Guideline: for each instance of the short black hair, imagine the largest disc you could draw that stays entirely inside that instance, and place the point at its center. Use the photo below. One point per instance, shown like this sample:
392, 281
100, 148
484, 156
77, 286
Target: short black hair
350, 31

To do – With no line skipped, copy the entries exactly as written.

Solution to this task –
Guideline: for each instance of the short black hair, imagine the largest disc you could draw that stays entirely inside that instance, and place the point at its center. Use the photo below. One point per instance, shown like this sample:
392, 281
100, 148
484, 156
77, 286
Target: short black hair
350, 31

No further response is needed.